*STATED PROBLEM*
Return all the entries below word for word, omitting the pictures.

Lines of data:
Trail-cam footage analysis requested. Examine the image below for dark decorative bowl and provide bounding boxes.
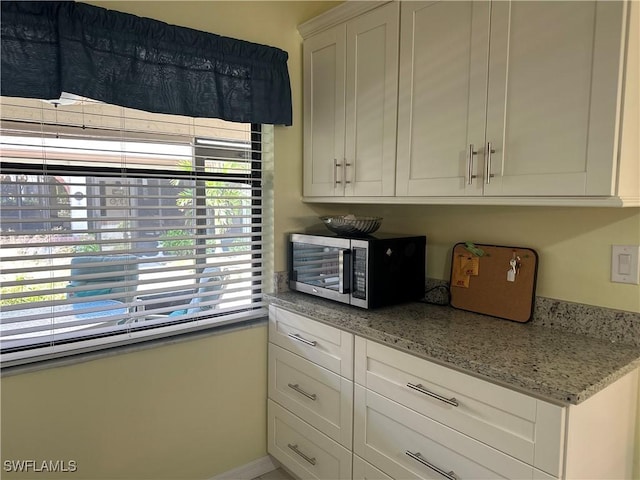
[320,215,382,235]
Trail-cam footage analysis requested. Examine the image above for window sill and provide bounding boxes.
[0,317,267,378]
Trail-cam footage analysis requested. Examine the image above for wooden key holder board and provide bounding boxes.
[449,242,538,323]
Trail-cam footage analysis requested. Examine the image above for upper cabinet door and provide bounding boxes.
[482,1,623,196]
[396,1,490,196]
[303,25,346,196]
[344,2,400,196]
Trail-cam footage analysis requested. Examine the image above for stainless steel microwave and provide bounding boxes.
[288,233,427,308]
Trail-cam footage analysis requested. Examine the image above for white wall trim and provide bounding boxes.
[298,0,389,39]
[210,455,280,480]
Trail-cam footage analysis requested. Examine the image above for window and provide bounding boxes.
[0,98,271,364]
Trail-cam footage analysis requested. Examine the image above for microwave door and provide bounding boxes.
[290,235,351,303]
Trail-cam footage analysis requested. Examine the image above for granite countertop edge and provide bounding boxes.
[266,292,640,405]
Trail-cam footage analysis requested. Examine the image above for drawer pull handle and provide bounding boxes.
[287,443,316,465]
[407,383,458,407]
[408,445,458,480]
[287,383,316,401]
[289,333,316,347]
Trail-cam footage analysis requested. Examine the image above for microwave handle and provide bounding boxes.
[338,250,351,293]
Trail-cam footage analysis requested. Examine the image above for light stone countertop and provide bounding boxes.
[266,292,640,405]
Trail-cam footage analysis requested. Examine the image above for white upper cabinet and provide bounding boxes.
[301,2,399,197]
[299,0,640,206]
[483,1,623,195]
[396,2,490,196]
[396,1,640,204]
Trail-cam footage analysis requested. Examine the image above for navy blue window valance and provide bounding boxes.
[0,1,292,125]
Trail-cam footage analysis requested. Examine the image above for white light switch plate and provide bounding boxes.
[611,245,640,285]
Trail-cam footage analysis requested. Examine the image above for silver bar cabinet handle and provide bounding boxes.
[289,333,317,347]
[407,383,458,407]
[344,159,351,184]
[484,142,496,185]
[333,158,342,185]
[467,143,478,185]
[287,443,316,465]
[287,383,316,401]
[404,450,458,480]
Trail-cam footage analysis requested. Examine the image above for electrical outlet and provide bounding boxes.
[611,245,640,285]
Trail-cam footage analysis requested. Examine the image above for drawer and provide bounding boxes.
[267,400,352,480]
[269,305,353,380]
[353,455,393,480]
[355,337,565,476]
[269,343,353,449]
[354,385,552,480]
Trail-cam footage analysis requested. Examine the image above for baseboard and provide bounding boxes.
[210,455,279,480]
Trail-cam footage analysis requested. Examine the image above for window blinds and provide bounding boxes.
[0,96,272,360]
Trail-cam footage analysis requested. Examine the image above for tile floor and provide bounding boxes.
[253,468,295,480]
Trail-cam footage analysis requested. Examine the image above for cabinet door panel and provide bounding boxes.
[267,400,352,480]
[303,25,346,196]
[269,305,353,380]
[345,2,400,196]
[355,337,565,474]
[397,2,489,196]
[353,385,534,480]
[482,1,619,195]
[269,343,353,448]
[353,455,393,480]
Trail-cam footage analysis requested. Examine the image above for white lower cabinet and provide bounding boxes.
[353,454,393,480]
[267,305,353,480]
[269,344,353,449]
[353,385,553,480]
[267,400,351,480]
[268,306,639,480]
[355,337,565,476]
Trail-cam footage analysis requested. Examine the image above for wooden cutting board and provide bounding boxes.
[449,242,538,322]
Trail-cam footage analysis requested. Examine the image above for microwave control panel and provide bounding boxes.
[351,247,367,300]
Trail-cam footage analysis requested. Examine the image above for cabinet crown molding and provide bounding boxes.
[298,0,389,39]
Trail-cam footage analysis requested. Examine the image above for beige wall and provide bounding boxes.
[306,205,640,312]
[1,1,640,479]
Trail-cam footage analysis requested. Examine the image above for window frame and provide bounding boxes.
[0,114,273,368]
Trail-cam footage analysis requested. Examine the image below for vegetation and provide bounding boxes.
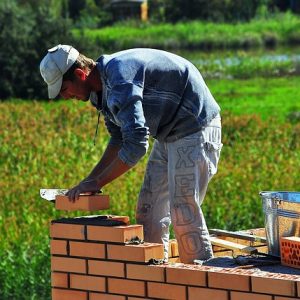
[0,77,300,300]
[73,13,300,51]
[0,0,71,99]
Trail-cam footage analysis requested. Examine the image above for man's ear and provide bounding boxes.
[74,68,87,80]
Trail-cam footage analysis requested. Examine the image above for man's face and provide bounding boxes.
[59,68,91,101]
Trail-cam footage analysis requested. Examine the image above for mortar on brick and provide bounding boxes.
[51,216,300,300]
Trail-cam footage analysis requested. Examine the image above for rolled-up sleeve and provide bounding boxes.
[107,82,149,166]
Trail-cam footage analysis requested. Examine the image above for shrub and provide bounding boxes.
[0,0,71,99]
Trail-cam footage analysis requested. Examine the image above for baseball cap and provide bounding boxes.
[40,44,79,99]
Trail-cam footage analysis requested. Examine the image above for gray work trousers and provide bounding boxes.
[136,116,222,263]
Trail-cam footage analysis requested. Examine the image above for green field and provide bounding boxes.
[0,77,300,300]
[73,13,300,51]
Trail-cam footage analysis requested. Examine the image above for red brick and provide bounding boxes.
[147,282,186,300]
[51,272,69,288]
[126,264,165,282]
[70,241,105,258]
[51,256,86,273]
[274,296,299,300]
[230,292,274,300]
[107,243,164,262]
[52,289,88,300]
[251,277,296,297]
[108,278,146,297]
[127,297,151,300]
[55,195,109,211]
[87,225,144,243]
[166,265,207,286]
[168,257,181,264]
[188,287,229,300]
[50,240,68,255]
[70,274,106,292]
[280,236,300,269]
[107,215,130,226]
[89,293,125,300]
[208,272,250,291]
[88,260,125,277]
[50,223,85,240]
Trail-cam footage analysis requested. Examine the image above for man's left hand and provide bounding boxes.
[66,179,100,202]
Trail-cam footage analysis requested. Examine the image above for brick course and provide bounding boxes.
[50,216,300,300]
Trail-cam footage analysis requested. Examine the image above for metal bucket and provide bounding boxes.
[259,191,300,256]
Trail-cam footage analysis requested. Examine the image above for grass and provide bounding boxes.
[207,77,300,122]
[73,13,300,51]
[0,77,300,300]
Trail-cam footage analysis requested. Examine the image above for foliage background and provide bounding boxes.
[0,0,300,300]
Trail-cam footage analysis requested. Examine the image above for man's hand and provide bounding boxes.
[66,179,100,202]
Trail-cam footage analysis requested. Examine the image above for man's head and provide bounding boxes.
[40,45,95,100]
[40,45,79,99]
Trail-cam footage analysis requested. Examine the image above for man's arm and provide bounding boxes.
[67,145,131,202]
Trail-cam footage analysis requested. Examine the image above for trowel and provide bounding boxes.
[40,189,68,202]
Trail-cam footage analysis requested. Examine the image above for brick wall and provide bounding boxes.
[50,196,300,300]
[50,216,300,300]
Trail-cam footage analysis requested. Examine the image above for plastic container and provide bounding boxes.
[259,191,300,256]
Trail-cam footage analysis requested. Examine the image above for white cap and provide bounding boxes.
[40,45,79,99]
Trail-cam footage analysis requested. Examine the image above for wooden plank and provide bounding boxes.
[209,229,267,243]
[209,236,257,254]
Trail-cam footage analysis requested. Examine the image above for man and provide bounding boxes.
[40,45,222,263]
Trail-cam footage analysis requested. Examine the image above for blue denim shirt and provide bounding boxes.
[97,49,220,166]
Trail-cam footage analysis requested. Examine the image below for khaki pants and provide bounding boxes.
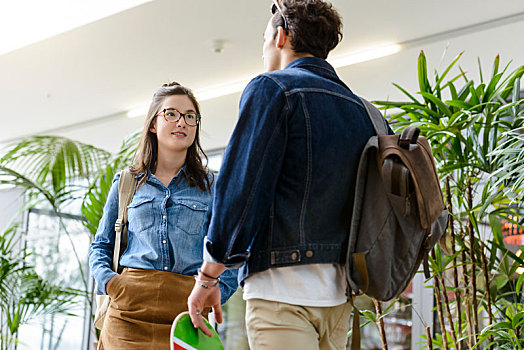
[246,299,351,350]
[98,268,195,350]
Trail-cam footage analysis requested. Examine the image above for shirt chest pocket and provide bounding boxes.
[176,199,209,235]
[127,195,155,232]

*RESULT OF THE EXERCISE*
Trail-cam footage analysis requested. Examine the image below for dark decorative bowl and provide bounding boxes.
[320,215,382,235]
Trail-cam footage analysis requested. Examine the image above for window sill and provide bounding boxes.
[0,317,267,378]
Trail-cam footage analysis requested. Examine the image above for wooden key holder board and provide bounding boxes.
[449,242,538,323]
Trail-cam footage analysis requested. Examine the image above for upper cabinet door and provide bounding boxes.
[482,1,623,196]
[396,1,490,196]
[303,25,346,196]
[344,2,400,196]
Trail-cam footage analysis requested. Examine the image above for stainless steel microwave and provide bounding boxes.
[288,233,427,308]
Trail-cam footage analysis requested. Examine the image above for white wall trim and provide bounding boxes.
[298,0,389,39]
[210,455,280,480]
Trail-cam footage analysis requested. Examine the image above for window and provide bounding boxes.
[0,98,271,364]
Trail-cam footage analysis requested. Examine the image above for microwave door and provide bounding boxes.
[290,235,351,303]
Trail-cam footage analysis requested. Examine the image above for granite countertop edge and provide bounding boxes.
[266,292,640,405]
Trail-cam footage analysis requested. Examine the image above for drawer pull handle and provide bounding boxes.
[287,443,316,465]
[407,383,458,407]
[408,445,458,480]
[287,383,316,401]
[289,333,316,347]
Trail-cam footage analysis requested. Examine the image above for microwave handle and provide bounding boxes.
[338,250,351,293]
Trail-cam footage analysis requested. Examine the image above for light stone countertop and provide bounding boxes.
[266,292,640,405]
Trail-cam footage analysis requested. Examine the image above for white upper cabinet and provide bounding boxes.
[301,2,399,197]
[299,0,640,206]
[483,1,623,195]
[396,2,490,196]
[396,1,640,204]
Trail-cam footage analysis requested. Examine the image above for navy blue window valance and provide bounding boxes.
[0,1,292,125]
Trail-cam footage analysis requested. Examine the image above for white light switch plate and provide bounding boxes.
[611,245,640,285]
Trail-cam footage analysis requested. Examine the image above for silver bar cabinet handle and provide bounding boxes.
[289,333,317,347]
[407,383,458,407]
[344,159,351,184]
[484,142,496,185]
[333,158,342,185]
[467,143,478,185]
[287,443,316,465]
[287,383,316,401]
[404,450,458,480]
Trail-cam footage analysis requested. Examine the image above for electrical outlet and provide bounding boxes.
[611,245,640,285]
Trail-cam footage analysis requested. Examine the image above for drawer and provide bounding boxes.
[267,400,352,480]
[269,305,353,380]
[353,455,393,480]
[355,337,565,476]
[269,343,353,449]
[354,385,552,480]
Trail-cam footage analysis requested. Examine the image above for baseboard and provide bounding boxes.
[210,455,279,480]
Trail-cam footage analysis requested. Examine the image above for window blinds and provide bounding boxes.
[0,96,272,360]
Trail-cam footage analysis requested. Examine the image above for tile floor and provide bounding boxes.
[253,468,295,480]
Trail-cam footage analysis requested. Examine the image above for cabinet door panel and provide bounding boxes.
[267,400,352,480]
[303,25,346,196]
[269,305,353,380]
[345,2,400,196]
[355,337,565,474]
[397,2,489,196]
[353,385,534,480]
[482,1,619,195]
[269,343,353,448]
[353,455,393,480]
Trail-cam footage analysis requested. Examine the image above for white lower cabinet and provide bounding boxes.
[353,454,393,480]
[267,305,353,480]
[269,344,353,449]
[353,385,553,480]
[267,400,351,480]
[268,306,639,480]
[355,337,565,476]
Trail-cam footage analysis requested. Examine the image above for wooden cutting board and provide bounding boxes.
[449,242,538,322]
Trail-cam footage analysis requested. Examine the image above for microwave control panel and provide bounding boxes.
[351,247,367,300]
Trail-cam footage analysis requested. Examine the image above for cabinet crown molding and provide bounding boxes.
[298,0,389,39]
Trail-cam footage analysis requested. Examine the image above for beige wall and provide bounding boxes.
[306,205,640,312]
[1,1,640,479]
Trail-cam footage analysis requested. Examine the image above for window frame and provide bounding boxes.
[0,114,273,368]
Trail-cam footage analysis requested. Examine the image below for vegetation and provide bounding boxes.
[0,77,300,300]
[73,13,300,51]
[0,0,71,99]
Trail-cam footage analysis requested. Examine the image above for man's ear and provide bounding boxes.
[74,68,87,80]
Trail-cam footage analysis requested. Examine the image above for man's face and provide bounding boxes.
[59,68,91,101]
Trail-cam footage analysis requested. Examine the image above for mortar on brick and provide bounding boxes.
[51,216,300,300]
Trail-cam footage analysis requested. Examine the image above for rolled-up sleeve and provide bounding boxes.
[107,82,149,166]
Trail-cam footage analysis requested. Examine the image above for shrub and provide bounding boxes.
[0,0,71,99]
Trail-cam footage analysis requested. Examine the image above for baseball cap and provide bounding boxes.
[40,44,79,99]
Trail-cam footage analysis requested. Examine the image above for gray work trousers and provide bounding boxes.
[136,116,222,263]
Trail-cam footage analysis requested. Examine the image above for green field and provide bounding boxes.
[0,77,300,300]
[73,13,300,51]
Trail-cam footage analysis requested. Examine the image above for red brick and provide bounding boxes.
[147,282,186,300]
[51,272,69,288]
[126,264,165,282]
[70,241,105,258]
[51,256,86,273]
[274,296,299,300]
[230,292,274,300]
[107,243,164,262]
[52,289,88,300]
[251,277,296,297]
[108,278,146,297]
[127,297,151,300]
[55,195,109,211]
[87,225,144,243]
[166,265,207,286]
[168,257,181,264]
[188,287,229,300]
[50,240,68,255]
[70,274,106,292]
[280,236,300,269]
[107,215,130,226]
[89,293,125,300]
[208,272,250,291]
[88,260,125,277]
[50,223,85,240]
Trail-cam footage analysis requested. Examine the image above for man's left hand and provide bounding boxes.
[66,179,100,202]
Trail-cam footage analysis requested. Examine the image above for brick course and provide bounding boxes.
[50,216,300,300]
Trail-cam footage analysis requested. Examine the image above for metal bucket and provide bounding boxes.
[259,191,300,256]
Trail-cam footage analysis requested. Examine the image above for grass and provide bounding boxes.
[207,77,300,122]
[73,13,300,51]
[0,77,300,300]
Trail-cam footage analysis requested. Examine the image above for foliage background and provide bounding boxes.
[0,0,300,300]
Trail-cam footage analysis requested. Examine the image above for man's hand and provide bounding boxes.
[66,179,100,202]
Trail-cam footage analysis requested. Examine the image above for man's head and provide bounding boxes.
[40,45,95,100]
[40,45,79,99]
Trail-cam footage analysis requested. Examine the image above for man's arm and provide bounding boxes.
[67,145,131,202]
Trail-cam footage analysis requested. Examine the image above for trowel and provide bounding boxes.
[40,189,68,202]
Trail-cam footage analysis requested. Examine the image above for brick wall and provide bounding boxes.
[50,196,300,300]
[50,216,300,300]
Trail-cam footage analysis requested. Examine the image above for plastic container and provide bounding boxes.
[259,191,300,256]
Trail-cam footage analysis requested. Examine the image above for white cap and provide bounding boxes.
[40,45,79,99]
Trail-cam footage analysis requested. Examine the image above for wooden plank and provide bounding boxes.
[209,229,267,243]
[209,236,257,254]
Trail-cam footage analysis requested. Examine the image above for man and provide bounding boxes.
[40,45,222,263]
Trail-cam footage analysis requested. Examine the image above for blue denim shirt and provide bounding boxes.
[97,49,220,166]
Trail-cam footage analysis requested. Examine the image below for khaki pants and provide bounding boxes.
[246,299,351,350]
[98,268,195,350]
Trail-cam footage analysis requested. Examine the image above for shirt chest pocket and provide bounding boxes.
[176,199,209,235]
[127,195,155,232]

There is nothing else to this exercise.